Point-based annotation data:
--- start ---

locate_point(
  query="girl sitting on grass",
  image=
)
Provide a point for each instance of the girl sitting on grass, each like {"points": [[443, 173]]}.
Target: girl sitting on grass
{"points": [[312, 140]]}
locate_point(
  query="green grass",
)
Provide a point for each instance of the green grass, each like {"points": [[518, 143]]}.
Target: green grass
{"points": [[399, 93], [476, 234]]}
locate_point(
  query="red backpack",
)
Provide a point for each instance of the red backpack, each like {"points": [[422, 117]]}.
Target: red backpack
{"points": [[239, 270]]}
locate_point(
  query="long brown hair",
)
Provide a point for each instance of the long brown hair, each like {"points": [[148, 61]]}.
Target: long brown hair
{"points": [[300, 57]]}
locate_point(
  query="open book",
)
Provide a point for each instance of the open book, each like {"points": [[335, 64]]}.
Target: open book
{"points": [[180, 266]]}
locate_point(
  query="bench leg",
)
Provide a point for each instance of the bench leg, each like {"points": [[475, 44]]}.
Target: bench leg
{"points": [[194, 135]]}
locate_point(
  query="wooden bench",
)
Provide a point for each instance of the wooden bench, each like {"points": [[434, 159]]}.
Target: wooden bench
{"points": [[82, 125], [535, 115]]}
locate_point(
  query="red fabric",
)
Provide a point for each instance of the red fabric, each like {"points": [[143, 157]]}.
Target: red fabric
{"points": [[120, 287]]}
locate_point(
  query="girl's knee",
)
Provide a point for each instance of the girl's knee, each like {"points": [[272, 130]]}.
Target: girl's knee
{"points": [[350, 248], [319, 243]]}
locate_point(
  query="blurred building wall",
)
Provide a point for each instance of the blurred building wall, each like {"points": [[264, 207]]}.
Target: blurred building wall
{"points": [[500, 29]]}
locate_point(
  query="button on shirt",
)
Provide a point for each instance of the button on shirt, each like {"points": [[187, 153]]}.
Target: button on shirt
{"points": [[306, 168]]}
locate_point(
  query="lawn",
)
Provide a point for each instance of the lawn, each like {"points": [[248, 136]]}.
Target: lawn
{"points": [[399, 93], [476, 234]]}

--- end ---

## [TASK OBJECTIVE]
Pick out every line above that contains the word "button", treating uppercase and lowercase as different, and copy each one.

## [RIGHT ANSWER]
  query="button on shirt",
Provide a point for each instance of the button on shirt, each like {"points": [[187, 153]]}.
Target: button on shirt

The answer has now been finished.